_Task statement_
Locate the line that contains "like [279, 16]." in the entries below. Retype it and all following lines through the final one, character for character.
↓
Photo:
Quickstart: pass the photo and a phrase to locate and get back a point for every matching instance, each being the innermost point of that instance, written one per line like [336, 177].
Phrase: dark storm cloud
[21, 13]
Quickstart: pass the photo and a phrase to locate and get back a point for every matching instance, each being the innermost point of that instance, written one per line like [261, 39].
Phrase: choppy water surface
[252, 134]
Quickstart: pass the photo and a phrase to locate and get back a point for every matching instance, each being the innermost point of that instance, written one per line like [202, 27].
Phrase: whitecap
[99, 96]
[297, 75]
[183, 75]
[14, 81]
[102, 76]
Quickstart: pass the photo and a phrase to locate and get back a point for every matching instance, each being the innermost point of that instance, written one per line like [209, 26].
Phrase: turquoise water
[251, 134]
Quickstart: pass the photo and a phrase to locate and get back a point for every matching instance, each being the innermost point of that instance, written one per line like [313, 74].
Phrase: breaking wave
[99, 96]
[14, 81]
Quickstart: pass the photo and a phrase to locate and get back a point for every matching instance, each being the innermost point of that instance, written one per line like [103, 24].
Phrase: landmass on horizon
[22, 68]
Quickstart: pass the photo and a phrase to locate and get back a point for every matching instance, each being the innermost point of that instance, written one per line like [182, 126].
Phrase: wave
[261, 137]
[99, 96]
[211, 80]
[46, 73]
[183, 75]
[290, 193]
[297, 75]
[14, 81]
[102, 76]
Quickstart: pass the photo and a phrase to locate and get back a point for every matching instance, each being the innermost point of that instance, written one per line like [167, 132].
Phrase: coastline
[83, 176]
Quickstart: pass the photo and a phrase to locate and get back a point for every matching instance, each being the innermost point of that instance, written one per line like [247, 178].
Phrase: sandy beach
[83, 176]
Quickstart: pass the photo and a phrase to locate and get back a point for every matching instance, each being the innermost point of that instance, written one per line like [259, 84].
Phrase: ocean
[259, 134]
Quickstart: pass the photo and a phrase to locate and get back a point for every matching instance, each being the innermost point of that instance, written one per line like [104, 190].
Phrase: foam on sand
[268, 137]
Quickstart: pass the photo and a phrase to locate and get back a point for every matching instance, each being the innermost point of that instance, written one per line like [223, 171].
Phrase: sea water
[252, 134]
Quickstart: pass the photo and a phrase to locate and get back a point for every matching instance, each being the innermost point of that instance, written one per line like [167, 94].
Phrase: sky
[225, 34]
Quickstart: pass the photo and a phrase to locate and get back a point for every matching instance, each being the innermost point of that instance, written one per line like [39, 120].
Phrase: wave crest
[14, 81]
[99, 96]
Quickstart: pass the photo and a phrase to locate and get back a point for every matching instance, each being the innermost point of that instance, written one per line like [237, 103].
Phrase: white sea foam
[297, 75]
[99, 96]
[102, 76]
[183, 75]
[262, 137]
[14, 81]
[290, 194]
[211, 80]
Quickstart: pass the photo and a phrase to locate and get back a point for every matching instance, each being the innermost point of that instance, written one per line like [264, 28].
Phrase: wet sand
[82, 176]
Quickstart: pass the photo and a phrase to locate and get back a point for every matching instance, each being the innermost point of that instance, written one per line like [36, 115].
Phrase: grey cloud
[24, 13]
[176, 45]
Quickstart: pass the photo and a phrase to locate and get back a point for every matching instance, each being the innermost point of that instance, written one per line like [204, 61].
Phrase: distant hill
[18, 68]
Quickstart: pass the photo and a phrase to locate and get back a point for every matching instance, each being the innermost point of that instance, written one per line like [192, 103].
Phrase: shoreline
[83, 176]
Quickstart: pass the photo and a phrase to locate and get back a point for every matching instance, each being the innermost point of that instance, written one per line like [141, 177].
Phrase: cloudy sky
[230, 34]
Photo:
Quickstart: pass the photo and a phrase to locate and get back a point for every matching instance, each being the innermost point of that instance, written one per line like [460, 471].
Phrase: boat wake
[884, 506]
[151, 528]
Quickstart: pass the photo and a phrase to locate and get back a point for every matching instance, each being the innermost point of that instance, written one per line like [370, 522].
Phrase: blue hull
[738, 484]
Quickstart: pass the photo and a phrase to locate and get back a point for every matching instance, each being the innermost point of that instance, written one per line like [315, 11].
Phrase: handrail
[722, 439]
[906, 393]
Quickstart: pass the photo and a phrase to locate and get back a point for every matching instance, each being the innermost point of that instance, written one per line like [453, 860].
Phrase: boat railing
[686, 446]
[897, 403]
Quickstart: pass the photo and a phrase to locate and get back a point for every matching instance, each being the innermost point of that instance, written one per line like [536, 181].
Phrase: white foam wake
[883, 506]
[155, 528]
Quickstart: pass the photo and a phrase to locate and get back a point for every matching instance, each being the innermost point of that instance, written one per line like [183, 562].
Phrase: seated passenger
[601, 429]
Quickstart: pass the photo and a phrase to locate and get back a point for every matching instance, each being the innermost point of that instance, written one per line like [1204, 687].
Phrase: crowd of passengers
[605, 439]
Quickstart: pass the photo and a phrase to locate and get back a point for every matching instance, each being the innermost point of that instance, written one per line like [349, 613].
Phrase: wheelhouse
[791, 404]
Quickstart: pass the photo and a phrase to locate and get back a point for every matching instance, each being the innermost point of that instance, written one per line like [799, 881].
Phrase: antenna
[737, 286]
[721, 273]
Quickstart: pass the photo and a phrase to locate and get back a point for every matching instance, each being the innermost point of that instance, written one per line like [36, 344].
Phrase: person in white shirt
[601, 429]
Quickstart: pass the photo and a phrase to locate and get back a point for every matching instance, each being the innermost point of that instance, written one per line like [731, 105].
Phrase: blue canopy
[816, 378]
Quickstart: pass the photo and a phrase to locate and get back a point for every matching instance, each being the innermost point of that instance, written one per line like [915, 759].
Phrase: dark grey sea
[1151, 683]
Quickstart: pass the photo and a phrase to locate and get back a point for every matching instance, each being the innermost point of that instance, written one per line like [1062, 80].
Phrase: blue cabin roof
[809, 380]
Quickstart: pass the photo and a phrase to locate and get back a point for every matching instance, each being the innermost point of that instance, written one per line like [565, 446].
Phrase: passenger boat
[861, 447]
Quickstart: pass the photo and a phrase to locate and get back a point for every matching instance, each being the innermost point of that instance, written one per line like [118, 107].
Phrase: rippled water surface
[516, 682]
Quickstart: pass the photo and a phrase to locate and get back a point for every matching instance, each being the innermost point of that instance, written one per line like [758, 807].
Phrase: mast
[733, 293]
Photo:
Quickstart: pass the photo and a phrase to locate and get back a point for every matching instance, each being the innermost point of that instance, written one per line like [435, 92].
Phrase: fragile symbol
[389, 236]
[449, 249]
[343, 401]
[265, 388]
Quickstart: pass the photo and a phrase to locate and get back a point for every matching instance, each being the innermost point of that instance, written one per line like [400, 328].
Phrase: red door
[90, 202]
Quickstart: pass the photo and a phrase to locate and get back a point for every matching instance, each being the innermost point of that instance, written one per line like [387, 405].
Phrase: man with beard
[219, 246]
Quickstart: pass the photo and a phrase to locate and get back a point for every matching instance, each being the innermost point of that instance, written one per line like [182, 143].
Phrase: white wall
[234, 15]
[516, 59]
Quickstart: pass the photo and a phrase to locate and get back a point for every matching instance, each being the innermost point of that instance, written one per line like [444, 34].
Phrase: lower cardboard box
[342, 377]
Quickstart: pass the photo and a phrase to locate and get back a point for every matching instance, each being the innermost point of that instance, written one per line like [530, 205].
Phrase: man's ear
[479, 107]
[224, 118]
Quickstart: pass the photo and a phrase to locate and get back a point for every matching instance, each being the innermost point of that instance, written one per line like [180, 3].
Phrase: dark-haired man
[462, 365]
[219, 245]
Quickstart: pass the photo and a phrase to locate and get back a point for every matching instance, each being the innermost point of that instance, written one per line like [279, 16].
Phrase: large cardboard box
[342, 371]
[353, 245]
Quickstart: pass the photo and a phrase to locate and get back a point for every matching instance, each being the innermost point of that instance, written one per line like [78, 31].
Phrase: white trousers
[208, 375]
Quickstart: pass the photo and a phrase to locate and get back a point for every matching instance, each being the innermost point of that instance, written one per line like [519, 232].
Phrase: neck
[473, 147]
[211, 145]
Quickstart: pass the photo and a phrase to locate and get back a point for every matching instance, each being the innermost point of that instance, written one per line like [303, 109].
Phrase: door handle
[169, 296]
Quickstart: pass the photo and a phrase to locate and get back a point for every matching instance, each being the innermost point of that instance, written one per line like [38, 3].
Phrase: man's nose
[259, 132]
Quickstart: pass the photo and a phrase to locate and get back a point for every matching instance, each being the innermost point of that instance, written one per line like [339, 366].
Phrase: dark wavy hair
↑
_Task solution_
Quickstart: pass the photo and a phrase to locate and get back a point for every matching instance, each being the innermost point of that instance, written one per line like [279, 16].
Phrase: large cardboard box
[342, 371]
[353, 245]
Quickstart: pass the photo and a phrase to locate and get back a point for every matching instance, each being the innermost point of that instance, written one per line like [78, 31].
Phrase: white trousers
[208, 375]
Quickstart: pass the photo and a phrase to locate and get back a point for every matching instance, each being the innermost point of that instance, written one per line like [519, 232].
Phrase: neck
[473, 147]
[211, 145]
Quickstart: pass the photo and a phrase to locate and get back a point for every matching instance, each being the innermost point of that instance, written one per line like [303, 109].
Phrase: door handle
[169, 296]
Quickstart: pass the photo and a phrase to locate and get back a point for every matching instance, each being the innermost point of that instance, written one per line like [38, 3].
Phrase: man's nose
[259, 132]
Quickstart: pass the photo and a phrase to locate and get back a point for every matching instance, each being the innermost point of that instance, written one per line like [339, 366].
Phrase: dark wavy hair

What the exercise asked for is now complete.